• [STATED PROBLEM]: Repeat every record below exactly, leaving out the pictures.

* * *

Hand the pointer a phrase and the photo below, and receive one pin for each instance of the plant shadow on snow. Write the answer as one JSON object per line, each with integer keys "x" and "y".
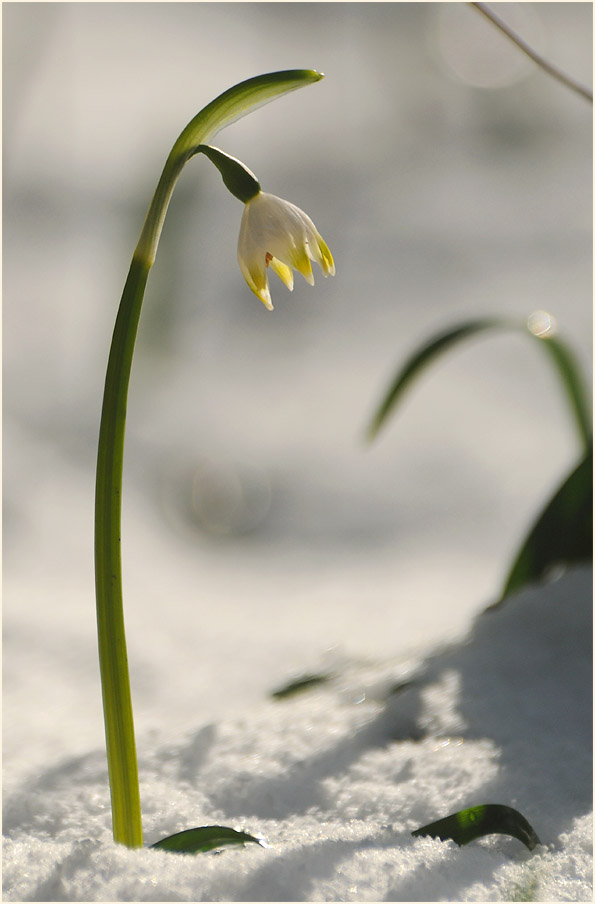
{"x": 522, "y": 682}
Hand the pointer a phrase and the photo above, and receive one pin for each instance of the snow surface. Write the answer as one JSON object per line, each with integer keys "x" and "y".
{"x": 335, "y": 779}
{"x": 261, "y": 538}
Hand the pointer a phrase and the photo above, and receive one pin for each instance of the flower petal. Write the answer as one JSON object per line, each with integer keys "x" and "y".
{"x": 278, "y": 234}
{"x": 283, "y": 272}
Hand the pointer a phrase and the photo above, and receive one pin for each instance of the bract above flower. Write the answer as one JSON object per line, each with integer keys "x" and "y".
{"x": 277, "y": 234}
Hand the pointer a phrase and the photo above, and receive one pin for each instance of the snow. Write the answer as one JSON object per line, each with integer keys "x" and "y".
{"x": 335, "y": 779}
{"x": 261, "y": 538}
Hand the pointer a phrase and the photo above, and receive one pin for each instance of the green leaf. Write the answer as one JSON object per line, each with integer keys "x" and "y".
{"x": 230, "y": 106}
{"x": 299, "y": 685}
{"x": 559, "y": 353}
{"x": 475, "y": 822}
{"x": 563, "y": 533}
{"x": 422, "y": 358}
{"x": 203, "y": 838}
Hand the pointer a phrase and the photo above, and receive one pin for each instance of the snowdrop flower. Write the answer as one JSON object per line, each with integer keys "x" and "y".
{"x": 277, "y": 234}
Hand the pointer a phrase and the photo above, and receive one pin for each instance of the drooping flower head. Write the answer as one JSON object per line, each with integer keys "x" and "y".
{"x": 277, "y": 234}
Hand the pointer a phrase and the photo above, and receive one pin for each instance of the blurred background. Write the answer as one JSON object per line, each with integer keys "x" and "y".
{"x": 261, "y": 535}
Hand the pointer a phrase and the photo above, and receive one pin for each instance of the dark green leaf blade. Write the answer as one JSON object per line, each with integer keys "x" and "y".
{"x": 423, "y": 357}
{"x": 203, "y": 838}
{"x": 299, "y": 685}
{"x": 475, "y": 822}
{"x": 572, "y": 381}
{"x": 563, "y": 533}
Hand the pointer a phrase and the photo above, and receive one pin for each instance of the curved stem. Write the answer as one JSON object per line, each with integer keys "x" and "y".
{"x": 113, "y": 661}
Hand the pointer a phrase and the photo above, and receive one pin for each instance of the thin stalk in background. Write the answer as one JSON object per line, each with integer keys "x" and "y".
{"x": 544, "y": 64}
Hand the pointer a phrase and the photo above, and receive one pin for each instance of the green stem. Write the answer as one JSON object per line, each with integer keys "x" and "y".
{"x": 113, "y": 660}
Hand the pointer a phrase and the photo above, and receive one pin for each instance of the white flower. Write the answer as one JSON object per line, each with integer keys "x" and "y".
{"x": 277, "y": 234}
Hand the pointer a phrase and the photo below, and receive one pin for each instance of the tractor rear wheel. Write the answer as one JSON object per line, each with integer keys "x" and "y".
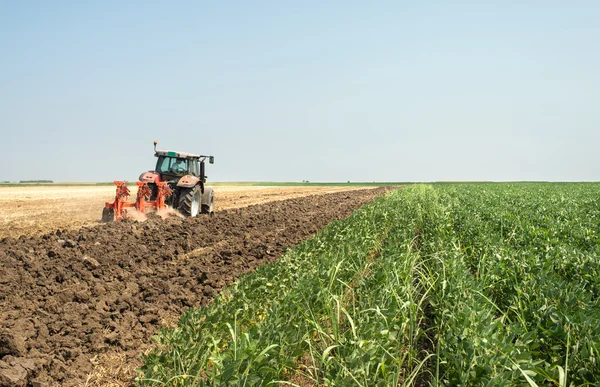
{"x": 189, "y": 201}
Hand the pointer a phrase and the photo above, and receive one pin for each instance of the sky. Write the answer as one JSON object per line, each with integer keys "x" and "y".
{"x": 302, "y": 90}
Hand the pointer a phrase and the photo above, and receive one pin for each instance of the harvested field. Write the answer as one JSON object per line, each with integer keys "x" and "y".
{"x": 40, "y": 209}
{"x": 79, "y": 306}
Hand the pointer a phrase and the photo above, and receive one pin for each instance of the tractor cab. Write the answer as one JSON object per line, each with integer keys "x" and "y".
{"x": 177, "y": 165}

* * *

• [REPLY]:
Hand the pointer a phrase and the photo below, and receive one pin for each instance of the plant shadow on snow. Write the answer as one JSON object per line, each with integer keys "x" and "y".
{"x": 522, "y": 682}
Hand the pointer a phrase and the photo above, and receive one pin for each instance of the snow surface. Write the answer as one JSON object per line, each with integer keys "x" and "y".
{"x": 335, "y": 779}
{"x": 261, "y": 538}
Hand the pointer a phrase and the photo above, and receive one pin for each instance of the flower petal. Write the answer as one JSON object per line, each with integer keys "x" and "y".
{"x": 278, "y": 234}
{"x": 283, "y": 272}
Hand the pointer a phrase and the photo above, and receive one pin for each instance of the bract above flower. Write the answer as one JSON object per line, each with integer keys "x" and "y".
{"x": 277, "y": 234}
Hand the pointer a phrase and the photo above, and receive one pin for each instance of the snow. Write the answer as one JSON object per line, each with integer keys "x" and "y".
{"x": 335, "y": 779}
{"x": 261, "y": 538}
Hand the pointer a phrase and the photo above, and receive one pin for each instance of the green leaf. Write the answer as one JSON object per line, each with integer keys "x" and "y".
{"x": 230, "y": 106}
{"x": 299, "y": 685}
{"x": 559, "y": 353}
{"x": 475, "y": 822}
{"x": 563, "y": 533}
{"x": 422, "y": 358}
{"x": 203, "y": 838}
Hand the pointer a phrase and the photo above, and receive one pin for each instance of the snowdrop flower. Write the answer as one JSON object per line, each with integer keys "x" and "y".
{"x": 277, "y": 234}
Hand the pointer a phrase and the photo above, and receive one pin for each instance of the drooping flower head. Write the answer as one JSON object per line, each with integer keys "x" and "y".
{"x": 277, "y": 234}
Hand the pointer a phrase and the photo above, and receive one pin for each instance of the blurred background. Write the answer as one JSON object per line, each with integer keys "x" and "y".
{"x": 261, "y": 535}
Hand the pointer a phrase and the photo above, and receive one pin for each instance of the dark green leaf blade. Write the answer as one JSON object per line, each with integer keys "x" and "y".
{"x": 423, "y": 357}
{"x": 203, "y": 838}
{"x": 299, "y": 685}
{"x": 475, "y": 822}
{"x": 572, "y": 381}
{"x": 563, "y": 533}
Hand the pointer a phrase and the photo above, and receive one pin for each instance of the curved stem. Write the answer as one JSON object per line, each with integer keys "x" and "y".
{"x": 113, "y": 661}
Hand the pointer a phrase and the photo above, and receive one pin for each instance of the thin stalk in background. Write the answer as one JSON object per line, each with integer keys "x" and "y".
{"x": 544, "y": 64}
Hand the pointer a phrase and the photo above, and receive one pin for each instance of the green stem. Write the answer as one JSON object per line, each with integer keys "x" and "y".
{"x": 113, "y": 660}
Hand the pointer a phrase and the photo above, and receive one pin for each instance of the white flower. Write the answer as one JSON object per line, each with integer keys "x" and "y".
{"x": 277, "y": 234}
Hand the pointer a phrase and the photo below, and receive one pin for each instance of the tractor rear wheel. Write the answer as one JSON object per line, each with integer keys "x" and "y".
{"x": 189, "y": 201}
Hand the pointer a phrase and the photo above, and receive one pin for each instance of the sky. Write the answer as one JSON object per line, each with integer keys "x" and "y".
{"x": 302, "y": 90}
Hand the pointer a phrase and the photo above, and receive one pin for each instance of the harvested field. Write the answer as one JSON object per line, each with integer keys "x" and "y".
{"x": 40, "y": 209}
{"x": 79, "y": 306}
Hand the pointer a phrase and the photo above, and receive one pin for each instance of the tractor cab. Write the answer as one JSON object per line, each with integer keys "x" and "y".
{"x": 177, "y": 165}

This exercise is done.